### Exercises to complete
A. Can you reproduce the Pasolini interview word for word, everything from "I would say" down to "every day. Pasolini."?
B. Do these statements agree with the Pasolini interview? Answer yes or no for each and quote the words of the interview that decide it. (i) An appeal court judgement in May 1964 found Pasolini innocent. (ii) The Gospel According to Matthew was praised by the left. (iii) Dario Viganò is an editor of a film magazine.

### Extract

* start *

3 September 2010
Thirty years on from the death of Pier Paolo
Pasolini we asked Dario Viganò, priest, critic and editor
of the film magazine "Rivista del Cinematografo", to paint a
portrait of the poet and director from a religious point of
view.
This relationship was marked by difficulties like the seizure of part of the collective film Ro.Go.Pa.G.(La ricotta) accused of "defaming the state religion", and the case went to trial, though an appeal court judgement in May 1964 judged Pasolini innocent as the what he was charged with didn't actually constitute a crime. Then on the other hand, The Gospel According to Matthew , was strongly attacked by the left and greatly appreciated by the right and the Catholic church.
What sort of figure of Christ did Pier Paolo
Pasolini bring to the big screen?
I would say a poor Christ, far removed from the Hollywood
image of him. Pasolini already showed the differences between
his vision and the Hollywood biopic in La ricotta,
which was a baroque work of incredible vitality, where Jesus
becomes a lower working class man forced to deal with hunger
and desperation every day. Pasolini.
What about his Gospel according to
Matthew?

* end *

### Information provided
* start *

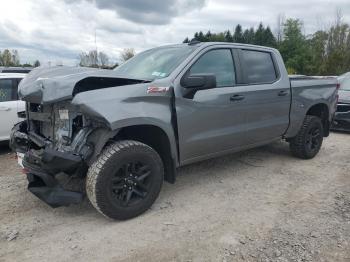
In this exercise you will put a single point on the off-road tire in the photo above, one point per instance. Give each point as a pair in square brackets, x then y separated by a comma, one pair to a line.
[101, 171]
[299, 144]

* end *

### Per-task outputs
A.
I would say a poor Christ, far removed from the Hollywood
image of him. Pasolini already showed the differences between
his vision and the Hollywood biopic in La ricotta,
which was a baroque work of incredible vitality, where Jesus
becomes a lower working class man forced to deal with hunger
and desperation every day. Pasolini.

B.
(i) Yes: "an appeal court judgement in May 1964 judged Pasolini innocent"
(ii) No: "was strongly attacked by the left and greatly appreciated by the right and the Catholic church"
(iii) Yes: "priest, critic and editor of the film magazine"